▶ TASK INSTRUCTIONS:
Rewrite every line of the listing as a JSON list of strings, one string per line, leaving out any blank lines.

(Pointing listing)
-*-*-

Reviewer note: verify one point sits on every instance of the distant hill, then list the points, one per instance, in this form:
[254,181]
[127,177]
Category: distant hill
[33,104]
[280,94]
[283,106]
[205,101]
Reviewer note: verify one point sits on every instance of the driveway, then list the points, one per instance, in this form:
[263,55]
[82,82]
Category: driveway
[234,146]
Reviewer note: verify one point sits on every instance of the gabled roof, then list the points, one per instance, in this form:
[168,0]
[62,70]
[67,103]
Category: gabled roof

-*-*-

▶ FULL SOLUTION:
[
  "Reviewer note: verify one point sits on every instance of the distant hill, then list the points, one per instance, in this form:",
  "[254,181]",
  "[127,177]",
  "Category: distant hill",
  "[33,104]",
  "[280,94]",
  "[283,106]",
  "[205,101]",
  "Reviewer note: verify one point sits on every instance of the driveway, then list the points, one per instance, in this form:",
  "[263,55]",
  "[82,82]",
  "Category: driveway",
  "[234,146]",
  "Reviewer note: verify one point sits on every instance of the gabled roof, then list the points, one per instance, in this form:",
  "[168,0]",
  "[62,70]",
  "[67,103]",
  "Category: gabled roof"
]